_Dataset excerpts_
++++++++++++++++++++

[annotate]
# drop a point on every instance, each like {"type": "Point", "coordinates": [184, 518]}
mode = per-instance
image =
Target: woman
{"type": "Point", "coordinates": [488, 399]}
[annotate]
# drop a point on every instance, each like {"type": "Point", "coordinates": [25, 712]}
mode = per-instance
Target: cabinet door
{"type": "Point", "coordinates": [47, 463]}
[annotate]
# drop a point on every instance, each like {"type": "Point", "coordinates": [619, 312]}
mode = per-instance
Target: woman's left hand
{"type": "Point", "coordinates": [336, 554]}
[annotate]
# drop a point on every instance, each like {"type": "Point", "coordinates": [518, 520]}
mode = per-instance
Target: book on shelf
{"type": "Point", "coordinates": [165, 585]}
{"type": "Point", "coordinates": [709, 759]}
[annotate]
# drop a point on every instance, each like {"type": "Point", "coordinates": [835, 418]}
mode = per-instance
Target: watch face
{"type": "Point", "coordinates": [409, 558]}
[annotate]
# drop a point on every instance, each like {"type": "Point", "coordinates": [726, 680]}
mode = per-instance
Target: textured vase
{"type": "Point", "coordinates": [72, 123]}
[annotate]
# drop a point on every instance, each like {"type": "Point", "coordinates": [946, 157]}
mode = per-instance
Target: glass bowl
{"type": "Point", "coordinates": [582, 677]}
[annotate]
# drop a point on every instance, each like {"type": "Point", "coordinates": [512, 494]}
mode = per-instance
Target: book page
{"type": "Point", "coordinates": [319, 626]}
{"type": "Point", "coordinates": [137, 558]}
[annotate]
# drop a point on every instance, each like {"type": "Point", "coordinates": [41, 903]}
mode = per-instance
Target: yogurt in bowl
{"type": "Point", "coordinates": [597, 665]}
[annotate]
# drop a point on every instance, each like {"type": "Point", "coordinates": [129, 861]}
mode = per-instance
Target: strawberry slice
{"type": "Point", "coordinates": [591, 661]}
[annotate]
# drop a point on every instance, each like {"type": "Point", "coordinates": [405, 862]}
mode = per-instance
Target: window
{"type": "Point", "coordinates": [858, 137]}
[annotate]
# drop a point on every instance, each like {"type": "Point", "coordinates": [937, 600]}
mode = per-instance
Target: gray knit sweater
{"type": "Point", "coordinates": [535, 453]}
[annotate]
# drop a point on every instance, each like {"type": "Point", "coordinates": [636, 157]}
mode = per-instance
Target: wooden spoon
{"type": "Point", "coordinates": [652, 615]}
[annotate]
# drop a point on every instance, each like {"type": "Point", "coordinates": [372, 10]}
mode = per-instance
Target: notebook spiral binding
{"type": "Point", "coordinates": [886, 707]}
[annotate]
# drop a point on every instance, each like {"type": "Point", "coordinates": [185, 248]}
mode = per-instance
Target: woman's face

++++++++++++++++++++

_Task brief_
Please give back all of the material above exactly as it was written.

_Exercise solution_
[annotate]
# drop a point on every instance, each like {"type": "Point", "coordinates": [184, 518]}
mode = per-instance
image =
Target: woman
{"type": "Point", "coordinates": [488, 399]}
[annotate]
# drop a point on every instance, each like {"type": "Point", "coordinates": [25, 712]}
mode = per-instance
Target: cabinet door
{"type": "Point", "coordinates": [47, 463]}
[annotate]
# drop a point on every instance, each like {"type": "Point", "coordinates": [619, 312]}
mode = per-instance
Target: woman's left hand
{"type": "Point", "coordinates": [336, 554]}
[annotate]
# drop a point on every instance, each like {"type": "Point", "coordinates": [518, 520]}
mode = per-instance
Target: book on shelf
{"type": "Point", "coordinates": [165, 585]}
{"type": "Point", "coordinates": [709, 759]}
[annotate]
# drop a point on every instance, each like {"type": "Point", "coordinates": [835, 418]}
mode = per-instance
Target: watch face
{"type": "Point", "coordinates": [409, 558]}
[annotate]
# drop a point on every instance, each like {"type": "Point", "coordinates": [726, 680]}
mode = per-instance
Target: textured vase
{"type": "Point", "coordinates": [72, 123]}
[annotate]
# drop a point on every instance, each like {"type": "Point", "coordinates": [946, 157]}
mode = per-instance
Target: glass bowl
{"type": "Point", "coordinates": [582, 677]}
[annotate]
# drop a point on every instance, each like {"type": "Point", "coordinates": [512, 494]}
mode = per-instance
Target: book page
{"type": "Point", "coordinates": [319, 626]}
{"type": "Point", "coordinates": [137, 558]}
[annotate]
# drop a point on every instance, each like {"type": "Point", "coordinates": [41, 903]}
mode = per-instance
Target: yogurt in bowl
{"type": "Point", "coordinates": [597, 665]}
[annotate]
# drop a point on every instance, each like {"type": "Point", "coordinates": [129, 861]}
mode = per-instance
Target: strawberry slice
{"type": "Point", "coordinates": [591, 661]}
[annotate]
# drop a point on every instance, each like {"type": "Point", "coordinates": [405, 862]}
mode = per-instance
Target: window
{"type": "Point", "coordinates": [858, 137]}
[annotate]
# drop a point on every instance, each like {"type": "Point", "coordinates": [937, 600]}
mode = per-instance
Target: gray knit sweater
{"type": "Point", "coordinates": [535, 453]}
[annotate]
# drop a point on every instance, each like {"type": "Point", "coordinates": [636, 157]}
mode = per-instance
Target: wooden spoon
{"type": "Point", "coordinates": [652, 615]}
[annotate]
# drop a point on every instance, each like {"type": "Point", "coordinates": [372, 10]}
mode = per-instance
Target: notebook spiral binding
{"type": "Point", "coordinates": [886, 707]}
[annotate]
# drop a point on every instance, each like {"type": "Point", "coordinates": [185, 248]}
mode = per-instance
Target: woman's face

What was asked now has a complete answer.